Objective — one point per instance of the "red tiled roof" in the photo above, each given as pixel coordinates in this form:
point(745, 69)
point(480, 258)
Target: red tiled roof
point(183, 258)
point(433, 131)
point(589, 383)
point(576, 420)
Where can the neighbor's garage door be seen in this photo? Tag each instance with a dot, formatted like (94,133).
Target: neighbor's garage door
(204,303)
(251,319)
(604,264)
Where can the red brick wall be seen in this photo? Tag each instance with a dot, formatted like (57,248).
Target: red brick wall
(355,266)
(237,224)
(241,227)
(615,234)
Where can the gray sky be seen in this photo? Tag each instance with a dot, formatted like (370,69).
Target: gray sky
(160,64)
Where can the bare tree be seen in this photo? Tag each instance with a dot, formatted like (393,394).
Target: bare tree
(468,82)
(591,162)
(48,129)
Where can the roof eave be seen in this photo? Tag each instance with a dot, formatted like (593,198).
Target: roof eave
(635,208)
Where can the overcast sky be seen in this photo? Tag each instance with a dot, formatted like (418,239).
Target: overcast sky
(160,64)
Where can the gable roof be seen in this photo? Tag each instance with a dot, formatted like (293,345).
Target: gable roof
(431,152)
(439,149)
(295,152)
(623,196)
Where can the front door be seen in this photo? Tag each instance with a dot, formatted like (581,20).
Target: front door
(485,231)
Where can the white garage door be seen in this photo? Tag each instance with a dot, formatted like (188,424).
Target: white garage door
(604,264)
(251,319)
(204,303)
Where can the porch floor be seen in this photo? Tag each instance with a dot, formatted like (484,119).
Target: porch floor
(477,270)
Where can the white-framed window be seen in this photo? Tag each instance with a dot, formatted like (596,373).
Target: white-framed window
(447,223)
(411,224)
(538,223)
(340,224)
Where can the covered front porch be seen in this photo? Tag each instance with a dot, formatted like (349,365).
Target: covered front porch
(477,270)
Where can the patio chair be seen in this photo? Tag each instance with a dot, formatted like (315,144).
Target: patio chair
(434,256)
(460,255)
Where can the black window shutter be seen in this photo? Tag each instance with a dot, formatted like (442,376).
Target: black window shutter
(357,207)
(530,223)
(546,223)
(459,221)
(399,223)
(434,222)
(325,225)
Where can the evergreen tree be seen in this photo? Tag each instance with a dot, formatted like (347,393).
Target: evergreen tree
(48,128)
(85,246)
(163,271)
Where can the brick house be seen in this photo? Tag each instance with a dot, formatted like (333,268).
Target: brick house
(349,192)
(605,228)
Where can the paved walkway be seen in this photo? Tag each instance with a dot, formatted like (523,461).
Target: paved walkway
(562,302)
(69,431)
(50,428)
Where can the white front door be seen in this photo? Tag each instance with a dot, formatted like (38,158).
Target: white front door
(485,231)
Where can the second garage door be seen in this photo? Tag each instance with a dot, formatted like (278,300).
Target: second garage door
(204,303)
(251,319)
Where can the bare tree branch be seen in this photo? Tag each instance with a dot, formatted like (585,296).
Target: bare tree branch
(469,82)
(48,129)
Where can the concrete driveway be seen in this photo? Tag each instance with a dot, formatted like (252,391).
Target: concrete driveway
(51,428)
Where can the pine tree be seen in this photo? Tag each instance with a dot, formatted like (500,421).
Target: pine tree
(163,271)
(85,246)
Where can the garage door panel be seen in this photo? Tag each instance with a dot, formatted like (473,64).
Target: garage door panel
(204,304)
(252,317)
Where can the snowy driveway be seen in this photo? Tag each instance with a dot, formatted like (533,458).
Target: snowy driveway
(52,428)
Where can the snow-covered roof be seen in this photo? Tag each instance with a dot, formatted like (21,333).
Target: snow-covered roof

▶ What you are asked to do: Copy out the lines from the one containing "Where can the covered" through the end of the records above, requests included, adding -10 to every coordinate in the answers but not to any number in the requests or their format samples.

▶ Response for this exercise:
Where can the covered front porch be seen in this photo? Tag each instance with a dot, formatted like (349,365).
Target: covered front porch
(467,260)
Where can the patio chair be seen in this photo? Tag each instance with a dot, formatted like (315,144).
Target: patio chair
(424,246)
(450,245)
Where can the black window shutter be seen in this photo? Tag each instance with a dot, formatted like (442,376).
Target: black window shutter
(347,197)
(520,213)
(536,213)
(449,211)
(389,213)
(424,212)
(315,215)
Where can the evergreen tree be seen in this photo? Tag each instance with a dot, formatted like (347,393).
Target: evergreen tree
(38,118)
(75,236)
(153,261)
Where can the brick house be seen in this photo? Tag each instance with a dot, formatted like (333,268).
Target: brick house
(339,182)
(595,218)
Where can the paved walkway be seen in this photo? Tag each instance with a dot, formatted like (523,461).
Target: paved walkway
(552,292)
(59,421)
(40,418)
Where can the white front door be seen in this photo? Tag each instance with a dot, formatted like (38,158).
Target: white front door
(475,221)
Where can the second garage door be seen in this photo? Tag each instance with a dot, formatted like (278,300).
Target: second garage door
(194,293)
(241,309)
Where can the bare tree branch be seen in this photo? Tag each instance with a dot, formatted like (585,296).
Target: bare tree branch
(459,72)
(38,119)
Where can the concrete driveway be seen in this photo? Tag each instance with a dot, formatted like (252,391).
Target: concrete driveway
(41,418)
Where can the pine tree be seen in this photo? Tag each instance with a dot, formatted like (500,421).
Target: pine tree
(153,261)
(75,236)
Where can the garage door panel be seen in this photo? Tag each instance with a dot, formatted like (473,64).
Target: garage door panel
(194,294)
(242,307)
Where can the snowy driveway be seen in this photo? Tag each instance with a dot, formatted like (533,458).
Target: snowy driveway
(42,418)
Where can the snow-covered roof be seen in this photo? Tag each instance with a dot, formatted like (21,333).
Target: snow-covered roof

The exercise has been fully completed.